== Work instructions ==
Look below for the line with "the car headlight", and from there restate every line word for word until the entries end.

== Data rows ==
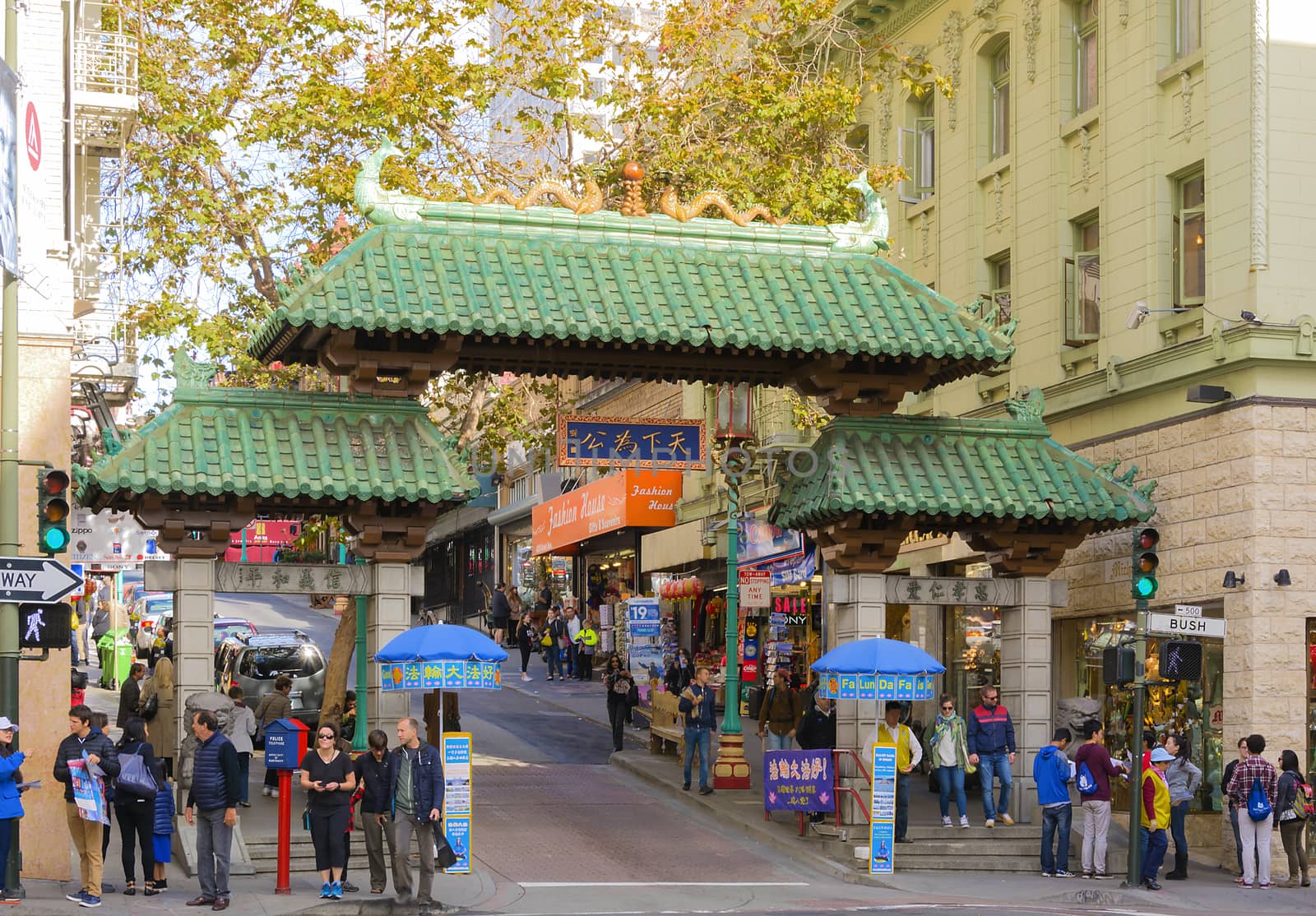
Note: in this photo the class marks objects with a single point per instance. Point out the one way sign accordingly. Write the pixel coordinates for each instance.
(36, 580)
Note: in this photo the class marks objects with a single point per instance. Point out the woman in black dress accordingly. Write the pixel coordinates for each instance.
(328, 777)
(526, 640)
(623, 695)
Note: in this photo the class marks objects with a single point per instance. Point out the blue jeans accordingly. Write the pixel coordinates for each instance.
(1056, 820)
(991, 766)
(1153, 844)
(702, 738)
(901, 804)
(952, 778)
(1178, 817)
(243, 774)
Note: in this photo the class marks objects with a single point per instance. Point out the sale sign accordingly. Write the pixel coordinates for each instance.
(798, 780)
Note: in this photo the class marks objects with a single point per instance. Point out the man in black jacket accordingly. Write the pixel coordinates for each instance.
(95, 749)
(375, 780)
(418, 793)
(818, 732)
(216, 789)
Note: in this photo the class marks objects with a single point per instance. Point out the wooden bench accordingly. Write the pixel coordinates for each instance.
(665, 724)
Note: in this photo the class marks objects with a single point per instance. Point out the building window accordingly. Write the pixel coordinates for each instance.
(1083, 286)
(919, 149)
(1085, 65)
(1190, 240)
(1000, 289)
(1000, 102)
(1188, 28)
(859, 141)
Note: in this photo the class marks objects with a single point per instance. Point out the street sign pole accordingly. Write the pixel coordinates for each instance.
(10, 471)
(1140, 655)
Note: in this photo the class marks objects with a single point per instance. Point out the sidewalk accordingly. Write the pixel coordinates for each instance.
(1210, 890)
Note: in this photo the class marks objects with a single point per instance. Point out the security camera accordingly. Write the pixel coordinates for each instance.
(1138, 316)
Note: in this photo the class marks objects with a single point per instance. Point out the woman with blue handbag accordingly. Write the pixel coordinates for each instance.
(135, 804)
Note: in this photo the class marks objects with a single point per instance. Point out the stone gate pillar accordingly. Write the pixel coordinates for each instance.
(855, 609)
(1026, 675)
(390, 615)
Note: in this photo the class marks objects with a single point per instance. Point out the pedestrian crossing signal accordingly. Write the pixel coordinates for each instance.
(45, 626)
(1181, 659)
(53, 512)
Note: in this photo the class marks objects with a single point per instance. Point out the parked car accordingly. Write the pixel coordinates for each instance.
(253, 662)
(227, 627)
(149, 613)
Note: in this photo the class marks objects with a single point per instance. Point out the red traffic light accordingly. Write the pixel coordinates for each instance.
(54, 482)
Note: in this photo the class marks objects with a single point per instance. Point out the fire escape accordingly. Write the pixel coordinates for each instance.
(104, 105)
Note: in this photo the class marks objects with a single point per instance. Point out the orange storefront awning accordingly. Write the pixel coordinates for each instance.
(627, 499)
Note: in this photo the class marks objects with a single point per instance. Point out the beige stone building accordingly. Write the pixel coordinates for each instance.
(1132, 182)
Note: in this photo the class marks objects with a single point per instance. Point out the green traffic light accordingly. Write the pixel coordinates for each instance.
(56, 539)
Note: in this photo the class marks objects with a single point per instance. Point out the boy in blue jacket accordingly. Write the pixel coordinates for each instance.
(1052, 774)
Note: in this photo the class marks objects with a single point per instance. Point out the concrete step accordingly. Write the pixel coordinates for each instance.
(973, 849)
(978, 832)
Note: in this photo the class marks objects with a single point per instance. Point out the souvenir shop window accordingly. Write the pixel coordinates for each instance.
(973, 652)
(1191, 708)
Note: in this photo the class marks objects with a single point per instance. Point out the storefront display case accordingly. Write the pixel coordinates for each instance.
(1191, 708)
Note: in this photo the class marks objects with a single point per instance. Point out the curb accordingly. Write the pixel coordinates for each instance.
(761, 832)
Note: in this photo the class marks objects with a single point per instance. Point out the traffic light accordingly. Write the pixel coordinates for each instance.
(1145, 563)
(1118, 666)
(1181, 659)
(53, 512)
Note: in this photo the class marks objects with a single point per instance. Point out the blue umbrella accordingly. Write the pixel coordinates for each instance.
(441, 655)
(877, 668)
(441, 642)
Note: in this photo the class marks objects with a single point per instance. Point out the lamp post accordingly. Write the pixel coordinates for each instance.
(730, 769)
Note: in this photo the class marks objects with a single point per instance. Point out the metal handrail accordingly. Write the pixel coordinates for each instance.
(105, 62)
(837, 789)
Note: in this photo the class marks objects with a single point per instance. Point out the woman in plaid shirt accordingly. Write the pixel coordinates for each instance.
(1256, 835)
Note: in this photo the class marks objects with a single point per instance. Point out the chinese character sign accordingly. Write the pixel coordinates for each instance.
(798, 780)
(632, 442)
(877, 687)
(883, 811)
(447, 675)
(457, 799)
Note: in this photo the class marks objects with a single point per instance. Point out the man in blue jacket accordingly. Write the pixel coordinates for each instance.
(991, 749)
(697, 701)
(1050, 773)
(418, 793)
(216, 789)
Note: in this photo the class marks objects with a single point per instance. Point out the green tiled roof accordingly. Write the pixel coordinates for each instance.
(282, 446)
(965, 470)
(549, 275)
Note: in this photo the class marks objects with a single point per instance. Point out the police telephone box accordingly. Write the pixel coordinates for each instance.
(285, 744)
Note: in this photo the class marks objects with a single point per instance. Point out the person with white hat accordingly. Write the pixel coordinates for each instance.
(1156, 817)
(11, 807)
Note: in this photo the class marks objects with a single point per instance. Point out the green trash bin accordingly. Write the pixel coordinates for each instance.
(116, 659)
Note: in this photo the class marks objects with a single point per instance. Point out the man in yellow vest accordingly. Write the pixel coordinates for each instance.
(892, 732)
(1156, 817)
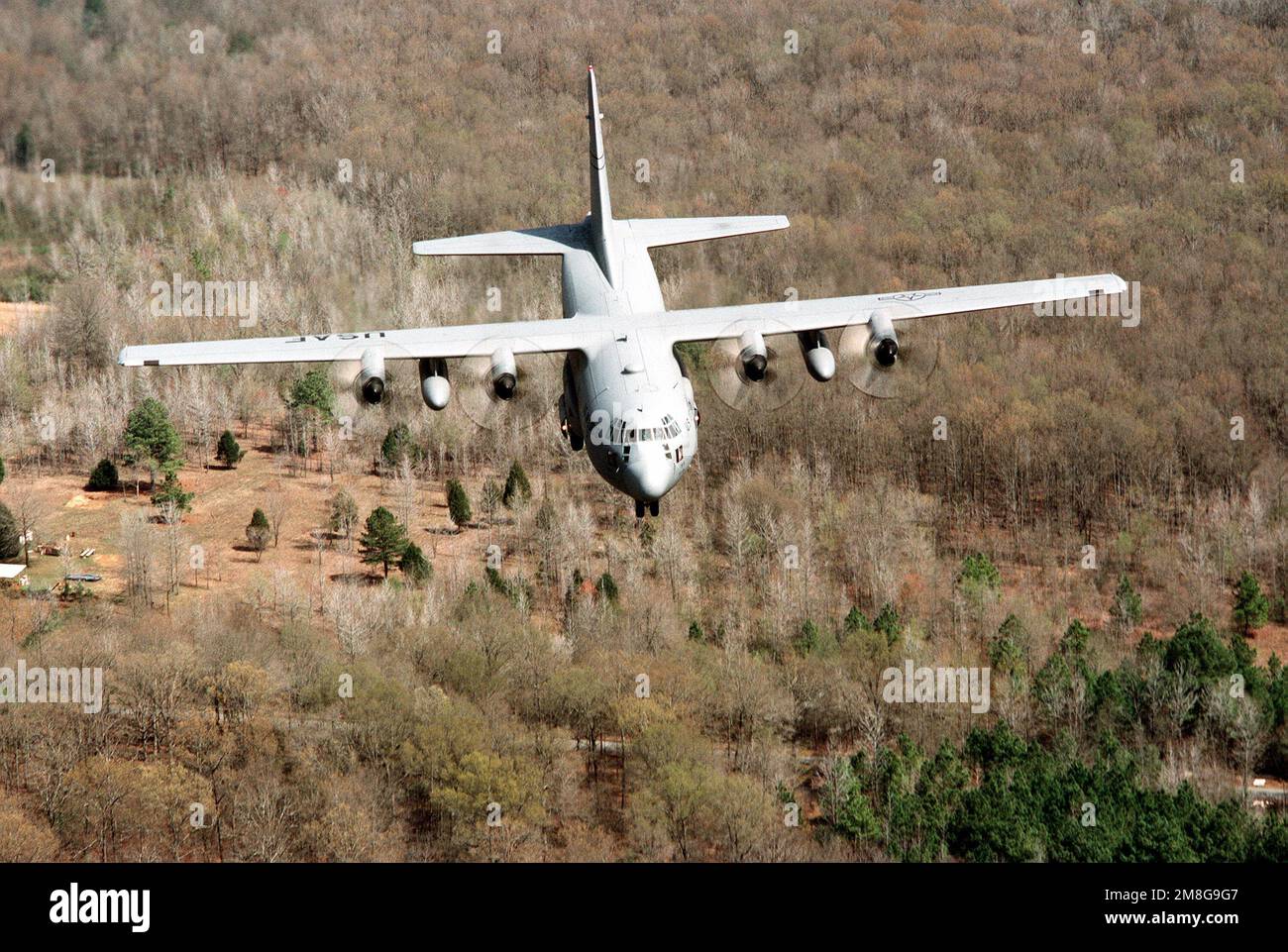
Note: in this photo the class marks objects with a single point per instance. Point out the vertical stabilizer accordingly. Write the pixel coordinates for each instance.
(600, 206)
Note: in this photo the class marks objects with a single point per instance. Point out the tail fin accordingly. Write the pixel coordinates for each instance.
(600, 206)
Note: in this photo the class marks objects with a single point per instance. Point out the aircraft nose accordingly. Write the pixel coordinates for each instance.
(648, 480)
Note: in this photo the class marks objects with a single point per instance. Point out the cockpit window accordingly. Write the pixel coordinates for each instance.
(621, 434)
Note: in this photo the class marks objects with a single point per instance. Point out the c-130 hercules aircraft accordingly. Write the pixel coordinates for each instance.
(626, 397)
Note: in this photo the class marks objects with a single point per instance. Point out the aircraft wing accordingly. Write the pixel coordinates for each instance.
(462, 340)
(782, 317)
(554, 240)
(653, 232)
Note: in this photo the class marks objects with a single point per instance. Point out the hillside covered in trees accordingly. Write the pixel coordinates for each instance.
(380, 633)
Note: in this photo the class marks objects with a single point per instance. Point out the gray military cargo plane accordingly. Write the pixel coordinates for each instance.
(626, 398)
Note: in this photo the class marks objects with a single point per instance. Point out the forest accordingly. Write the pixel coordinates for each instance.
(340, 633)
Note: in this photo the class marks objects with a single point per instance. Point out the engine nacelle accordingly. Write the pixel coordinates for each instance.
(434, 388)
(754, 355)
(505, 373)
(883, 343)
(370, 382)
(819, 360)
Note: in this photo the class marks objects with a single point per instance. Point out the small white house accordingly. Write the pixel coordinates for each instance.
(9, 574)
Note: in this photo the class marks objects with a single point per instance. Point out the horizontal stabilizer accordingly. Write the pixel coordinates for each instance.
(652, 232)
(554, 240)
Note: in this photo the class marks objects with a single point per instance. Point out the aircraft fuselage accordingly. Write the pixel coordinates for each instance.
(625, 393)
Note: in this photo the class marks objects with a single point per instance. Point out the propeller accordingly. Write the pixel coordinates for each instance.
(535, 378)
(754, 384)
(890, 370)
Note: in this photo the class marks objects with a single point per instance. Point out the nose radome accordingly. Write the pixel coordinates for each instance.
(649, 479)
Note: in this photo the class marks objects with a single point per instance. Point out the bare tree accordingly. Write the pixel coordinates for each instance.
(275, 506)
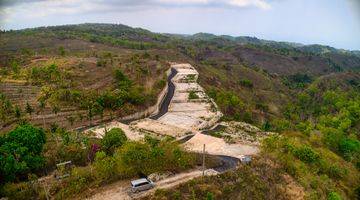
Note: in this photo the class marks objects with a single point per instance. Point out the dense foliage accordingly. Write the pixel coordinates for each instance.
(259, 180)
(21, 152)
(113, 139)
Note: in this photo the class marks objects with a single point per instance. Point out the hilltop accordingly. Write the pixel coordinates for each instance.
(71, 77)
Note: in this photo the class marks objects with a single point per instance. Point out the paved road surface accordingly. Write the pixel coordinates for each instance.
(164, 107)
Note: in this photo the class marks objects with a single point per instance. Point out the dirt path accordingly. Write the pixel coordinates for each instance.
(121, 190)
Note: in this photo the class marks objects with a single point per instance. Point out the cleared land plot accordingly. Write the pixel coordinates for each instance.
(217, 146)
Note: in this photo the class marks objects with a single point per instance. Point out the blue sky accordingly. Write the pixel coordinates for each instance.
(330, 22)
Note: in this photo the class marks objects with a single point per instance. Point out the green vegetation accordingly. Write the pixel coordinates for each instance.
(20, 152)
(259, 180)
(113, 139)
(310, 94)
(315, 167)
(229, 103)
(193, 95)
(246, 83)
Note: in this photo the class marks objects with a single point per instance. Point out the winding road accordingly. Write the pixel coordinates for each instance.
(164, 107)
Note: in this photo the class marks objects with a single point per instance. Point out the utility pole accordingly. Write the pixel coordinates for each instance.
(204, 160)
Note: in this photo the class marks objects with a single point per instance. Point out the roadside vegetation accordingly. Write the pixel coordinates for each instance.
(258, 180)
(28, 152)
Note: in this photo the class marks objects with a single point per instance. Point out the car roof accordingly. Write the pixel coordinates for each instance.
(139, 181)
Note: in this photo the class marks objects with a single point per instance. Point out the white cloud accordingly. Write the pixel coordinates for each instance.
(245, 3)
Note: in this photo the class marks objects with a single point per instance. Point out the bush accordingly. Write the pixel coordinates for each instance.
(113, 139)
(73, 152)
(193, 95)
(105, 167)
(21, 151)
(246, 83)
(306, 154)
(20, 191)
(334, 196)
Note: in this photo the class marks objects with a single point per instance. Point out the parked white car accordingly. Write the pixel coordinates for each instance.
(141, 185)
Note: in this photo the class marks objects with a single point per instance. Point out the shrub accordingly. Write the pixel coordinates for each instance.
(246, 83)
(20, 191)
(20, 152)
(112, 140)
(73, 152)
(105, 167)
(306, 154)
(193, 95)
(334, 196)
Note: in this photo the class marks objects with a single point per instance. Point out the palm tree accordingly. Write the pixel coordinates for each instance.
(41, 105)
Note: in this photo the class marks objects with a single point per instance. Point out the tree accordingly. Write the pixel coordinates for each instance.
(112, 140)
(61, 51)
(17, 111)
(41, 105)
(20, 152)
(55, 109)
(6, 108)
(29, 109)
(71, 120)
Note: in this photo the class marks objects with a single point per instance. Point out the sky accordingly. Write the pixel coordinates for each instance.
(329, 22)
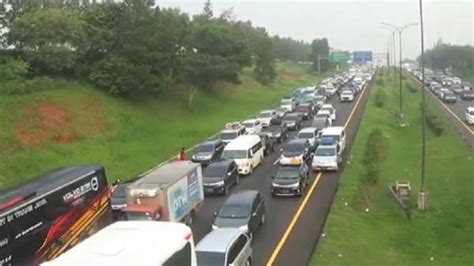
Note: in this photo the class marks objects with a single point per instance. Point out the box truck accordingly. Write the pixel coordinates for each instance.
(172, 192)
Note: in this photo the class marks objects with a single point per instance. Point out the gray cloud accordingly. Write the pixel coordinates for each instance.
(352, 25)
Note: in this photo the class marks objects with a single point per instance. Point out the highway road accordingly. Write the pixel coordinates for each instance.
(284, 239)
(455, 114)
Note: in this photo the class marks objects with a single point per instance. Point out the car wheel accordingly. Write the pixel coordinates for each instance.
(248, 262)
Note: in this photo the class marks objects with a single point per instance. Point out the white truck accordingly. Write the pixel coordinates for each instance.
(172, 192)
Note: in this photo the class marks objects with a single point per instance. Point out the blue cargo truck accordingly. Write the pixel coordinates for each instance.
(172, 192)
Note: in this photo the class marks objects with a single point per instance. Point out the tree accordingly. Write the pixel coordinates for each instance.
(48, 38)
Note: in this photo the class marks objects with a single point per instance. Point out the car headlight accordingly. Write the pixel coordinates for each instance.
(244, 228)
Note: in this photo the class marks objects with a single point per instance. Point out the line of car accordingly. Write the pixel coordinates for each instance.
(448, 88)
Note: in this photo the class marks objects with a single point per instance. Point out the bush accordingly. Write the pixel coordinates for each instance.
(380, 98)
(434, 121)
(373, 156)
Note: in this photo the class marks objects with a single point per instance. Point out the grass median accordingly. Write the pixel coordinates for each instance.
(366, 226)
(76, 124)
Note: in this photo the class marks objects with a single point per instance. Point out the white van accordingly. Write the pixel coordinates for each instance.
(134, 243)
(338, 133)
(246, 151)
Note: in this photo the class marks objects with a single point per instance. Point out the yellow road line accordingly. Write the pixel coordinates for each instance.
(293, 221)
(303, 204)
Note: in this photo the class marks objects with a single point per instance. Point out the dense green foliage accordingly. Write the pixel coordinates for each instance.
(443, 56)
(134, 47)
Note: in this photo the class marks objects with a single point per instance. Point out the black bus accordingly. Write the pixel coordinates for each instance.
(43, 218)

== Written answer ==
Note: in this photo the class marks objects with a single point per instance. Point out the car headlight accordingly. Write the pixel coordinates for each instance.
(244, 228)
Note: in this photo the class marks objects with a single point per instance. Point out the line of car accordingly. Write the pixel coordinates for each instance.
(448, 88)
Note: in this photo the class marks objects with a single point per instance. Point out the bush accordingly. Write the pixel coordinates for each instance.
(380, 98)
(434, 121)
(373, 156)
Note: in this photo the class marks objects with a single point per instance. Point out the grass median accordingly. Write the pixel coordinates for each instance.
(366, 226)
(76, 124)
Note: in this photo the class marks objects with a single point per instance. Point out the white van accordingly. Write the pixel coordinates for each instance.
(134, 243)
(338, 133)
(246, 151)
Note: in this photo the class marks objects with a single point per instance. Point out the yellow road line accordingly. Write the pixel coordinates for each instance.
(293, 221)
(303, 204)
Note: in this photo the class marks objects with a single point per instance. Point out the dense green foliage accordingly. Write the pixel coordinates for each instance.
(443, 56)
(134, 47)
Note: in this photo the class marks objects with a single point per instance. Point out the black bus accordingly. Write the pixel coordinates for each instance.
(43, 218)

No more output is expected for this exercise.